__Exercise prompt__: Rewrite the data below as a numbered list, leaving out any blank lines.

__Records to use__:
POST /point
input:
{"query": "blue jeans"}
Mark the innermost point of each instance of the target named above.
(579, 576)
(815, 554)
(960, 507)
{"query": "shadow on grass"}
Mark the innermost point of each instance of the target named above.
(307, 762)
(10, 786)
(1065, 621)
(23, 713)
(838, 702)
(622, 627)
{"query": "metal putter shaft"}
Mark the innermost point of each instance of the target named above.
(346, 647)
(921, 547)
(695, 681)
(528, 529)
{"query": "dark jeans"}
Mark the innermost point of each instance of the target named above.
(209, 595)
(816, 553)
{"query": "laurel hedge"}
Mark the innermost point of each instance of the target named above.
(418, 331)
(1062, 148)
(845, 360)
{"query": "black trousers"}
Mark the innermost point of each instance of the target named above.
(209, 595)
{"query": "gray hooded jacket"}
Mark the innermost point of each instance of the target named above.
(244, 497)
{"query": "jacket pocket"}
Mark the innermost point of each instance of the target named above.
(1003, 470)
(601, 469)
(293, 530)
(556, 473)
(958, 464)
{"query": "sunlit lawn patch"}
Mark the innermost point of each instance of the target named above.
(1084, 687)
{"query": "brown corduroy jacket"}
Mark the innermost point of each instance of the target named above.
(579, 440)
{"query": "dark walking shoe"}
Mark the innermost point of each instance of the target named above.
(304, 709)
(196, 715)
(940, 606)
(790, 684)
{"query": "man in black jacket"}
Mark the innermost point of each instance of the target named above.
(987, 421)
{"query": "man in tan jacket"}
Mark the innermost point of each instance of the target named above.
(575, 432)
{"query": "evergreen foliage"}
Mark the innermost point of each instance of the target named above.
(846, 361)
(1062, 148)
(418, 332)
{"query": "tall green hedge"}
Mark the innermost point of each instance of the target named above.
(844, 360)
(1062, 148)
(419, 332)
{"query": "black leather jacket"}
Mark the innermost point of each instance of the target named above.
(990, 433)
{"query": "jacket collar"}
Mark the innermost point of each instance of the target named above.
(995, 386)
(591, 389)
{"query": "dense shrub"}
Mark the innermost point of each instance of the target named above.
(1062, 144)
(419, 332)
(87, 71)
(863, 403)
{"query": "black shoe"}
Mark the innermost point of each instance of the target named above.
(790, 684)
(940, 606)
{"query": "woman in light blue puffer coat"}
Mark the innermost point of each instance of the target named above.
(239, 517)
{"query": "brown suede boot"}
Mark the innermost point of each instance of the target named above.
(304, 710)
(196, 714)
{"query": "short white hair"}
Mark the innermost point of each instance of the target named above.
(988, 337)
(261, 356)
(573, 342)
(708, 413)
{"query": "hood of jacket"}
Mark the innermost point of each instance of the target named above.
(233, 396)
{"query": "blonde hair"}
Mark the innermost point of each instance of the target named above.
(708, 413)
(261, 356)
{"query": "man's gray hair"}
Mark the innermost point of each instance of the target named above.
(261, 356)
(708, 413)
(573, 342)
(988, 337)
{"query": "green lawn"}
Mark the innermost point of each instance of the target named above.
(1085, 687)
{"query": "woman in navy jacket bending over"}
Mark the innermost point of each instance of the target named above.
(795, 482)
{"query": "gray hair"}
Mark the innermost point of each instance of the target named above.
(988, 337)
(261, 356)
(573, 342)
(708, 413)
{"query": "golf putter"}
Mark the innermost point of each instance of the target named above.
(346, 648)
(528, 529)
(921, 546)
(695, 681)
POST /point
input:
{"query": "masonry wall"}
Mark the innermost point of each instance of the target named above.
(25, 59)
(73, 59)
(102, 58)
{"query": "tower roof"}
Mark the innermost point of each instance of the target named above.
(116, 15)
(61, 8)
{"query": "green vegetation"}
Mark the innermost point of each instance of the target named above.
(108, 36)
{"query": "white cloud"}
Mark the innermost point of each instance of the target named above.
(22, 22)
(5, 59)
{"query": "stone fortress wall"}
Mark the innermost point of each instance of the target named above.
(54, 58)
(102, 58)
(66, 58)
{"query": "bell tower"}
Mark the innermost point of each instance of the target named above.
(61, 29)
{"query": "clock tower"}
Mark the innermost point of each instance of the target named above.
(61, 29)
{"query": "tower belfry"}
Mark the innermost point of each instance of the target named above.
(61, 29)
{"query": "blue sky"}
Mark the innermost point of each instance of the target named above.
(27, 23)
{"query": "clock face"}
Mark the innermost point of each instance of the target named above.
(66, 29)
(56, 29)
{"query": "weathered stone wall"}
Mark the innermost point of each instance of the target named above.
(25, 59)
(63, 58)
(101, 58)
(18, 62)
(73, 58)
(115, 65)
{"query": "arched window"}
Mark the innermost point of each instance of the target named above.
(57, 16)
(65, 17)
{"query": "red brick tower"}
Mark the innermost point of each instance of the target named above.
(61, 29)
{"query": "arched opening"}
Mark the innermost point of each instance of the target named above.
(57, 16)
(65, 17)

__Answer for the task__:
1. POST /point
2. input:
3. {"query": "blue jeans"}
4. Mark the innermost point of each instance of the target named above.
5. (579, 576)
6. (815, 554)
7. (960, 507)
8. {"query": "shadow on grass"}
9. Mark the innermost point of each instance of the target named above.
10. (307, 762)
11. (10, 786)
12. (1065, 621)
13. (23, 713)
14. (838, 702)
15. (622, 627)
16. {"query": "metal putter shaft"}
17. Mark the innermost point of each instance of the target named above.
18. (346, 647)
19. (921, 547)
20. (695, 681)
21. (528, 529)
22. {"query": "dark jeans"}
23. Mark the innermost point of each instance of the target named above.
24. (209, 595)
25. (816, 553)
26. {"query": "laurel hedge"}
27. Mark the innermost point of each instance of the target named above.
28. (418, 331)
29. (1062, 148)
30. (845, 360)
31. {"query": "black trousers"}
32. Mark the innermost point of each instance of the target named above.
33. (209, 595)
34. {"query": "gray hooded jacket"}
35. Mark the innermost point of each instance of the target named above.
36. (244, 497)
37. {"query": "jacket pocket"}
38. Mark the innermost point of each instance of the target named above.
39. (1003, 470)
40. (601, 469)
41. (293, 530)
42. (556, 473)
43. (958, 464)
44. {"query": "sunlit lawn patch"}
45. Mark the innermost point of each instance of the target named above.
46. (1084, 687)
47. {"query": "brown corduroy jacket"}
48. Mark the innermost point of each instance of the target named above.
49. (579, 440)
50. {"query": "dark walking shoe"}
51. Mark the innermost point of each instance of the target named above.
52. (304, 709)
53. (196, 715)
54. (940, 606)
55. (790, 684)
56. {"query": "man in black jacket"}
57. Mark the innermost point of each instance of the target named above.
58. (987, 421)
59. {"query": "man in tan jacket"}
60. Mark the innermost point of each instance of the target named above.
61. (575, 432)
62. {"query": "evergreen foliage"}
63. Mark the innermost point of each instance of the target named above.
64. (846, 361)
65. (1062, 148)
66. (418, 332)
67. {"query": "tall green hedge"}
68. Mark the innermost point of each instance of the target named above.
69. (844, 360)
70. (1062, 148)
71. (419, 332)
72. {"query": "black leather jacket"}
73. Mark the innermost point of each instance of the target named above.
74. (990, 433)
75. {"query": "jacket collar"}
76. Mark the innermost point of each instance of the target named above.
77. (995, 386)
78. (591, 389)
79. {"query": "dense shrub"}
80. Mark the innermost point of each instance of the target named above.
81. (1062, 144)
82. (419, 332)
83. (87, 71)
84. (863, 403)
85. {"query": "black shoe"}
86. Mark the innermost point of each instance of the target named above.
87. (790, 684)
88. (940, 606)
89. {"query": "woman in light blue puffer coat"}
90. Mark the innermost point of each instance of the target named above.
91. (239, 517)
92. {"query": "brown suede boot"}
93. Mark the innermost point of each instance of the target named above.
94. (304, 710)
95. (196, 714)
96. {"query": "short white hair"}
97. Mark the innermost point of each instance of the target named above.
98. (988, 337)
99. (261, 356)
100. (573, 342)
101. (708, 413)
102. {"query": "hood of jacket"}
103. Mark the innermost point of each instance of the target named above.
104. (233, 396)
105. {"query": "blonde hair"}
106. Mark the innermost point of each instance of the target named above.
107. (708, 413)
108. (261, 356)
109. {"query": "man's gray hair"}
110. Mark the innermost point of each instance of the target named above.
111. (261, 356)
112. (708, 413)
113. (573, 342)
114. (988, 337)
115. {"query": "green lawn"}
116. Mark the innermost point of each instance of the target named above.
117. (1085, 687)
118. {"query": "woman in navy jacket bending over"}
119. Mark the innermost point of each instance of the target named above.
120. (795, 482)
121. {"query": "gray hair"}
122. Mark the innermost point of each instance of the target named above.
123. (988, 337)
124. (261, 356)
125. (573, 342)
126. (708, 413)
127. {"query": "golf putter"}
128. Mark the innermost point of each instance of the target named above.
129. (346, 648)
130. (528, 529)
131. (921, 546)
132. (695, 681)
133. POST /point
134. input:
135. {"query": "masonry wall"}
136. Mark the innermost point of each instance of the target named above.
137. (25, 59)
138. (73, 59)
139. (102, 58)
140. {"query": "tower roof"}
141. Mark the innermost point of each instance of the target named above.
142. (116, 15)
143. (61, 8)
144. {"query": "green vegetation"}
145. Mark the innermost point of each instance of the target named above.
146. (108, 36)
147. {"query": "white cloud"}
148. Mark the innermost point of each instance of the target named above.
149. (22, 22)
150. (5, 59)
151. {"query": "stone fortress wall"}
152. Mark the innermost point of each instance of the target named above.
153. (54, 58)
154. (102, 58)
155. (66, 58)
156. {"query": "bell tower"}
157. Mark the innermost point of each instance of the target named above.
158. (61, 29)
159. {"query": "clock tower"}
160. Mark the innermost point of each instance of the target named above.
161. (61, 29)
162. {"query": "tower belfry"}
163. Mark the innermost point of each instance of the target named above.
164. (61, 29)
165. {"query": "blue sky"}
166. Mark the innermost point of each instance of the target named above.
167. (27, 23)
168. {"query": "clock face"}
169. Mark the innermost point of each instance of the target named above.
170. (66, 29)
171. (56, 29)
172. {"query": "weathered stone wall"}
173. Mark the innermost point of each instance of the target named above.
174. (25, 59)
175. (63, 58)
176. (101, 58)
177. (18, 62)
178. (73, 58)
179. (115, 65)
180. {"query": "arched window"}
181. Mark the innermost point of each instance of the target named above.
182. (57, 16)
183. (65, 17)
184. {"query": "red brick tower"}
185. Mark the innermost point of each instance of the target named above.
186. (61, 29)
187. {"query": "arched opening"}
188. Mark the innermost point of each instance of the target named above.
189. (57, 16)
190. (65, 17)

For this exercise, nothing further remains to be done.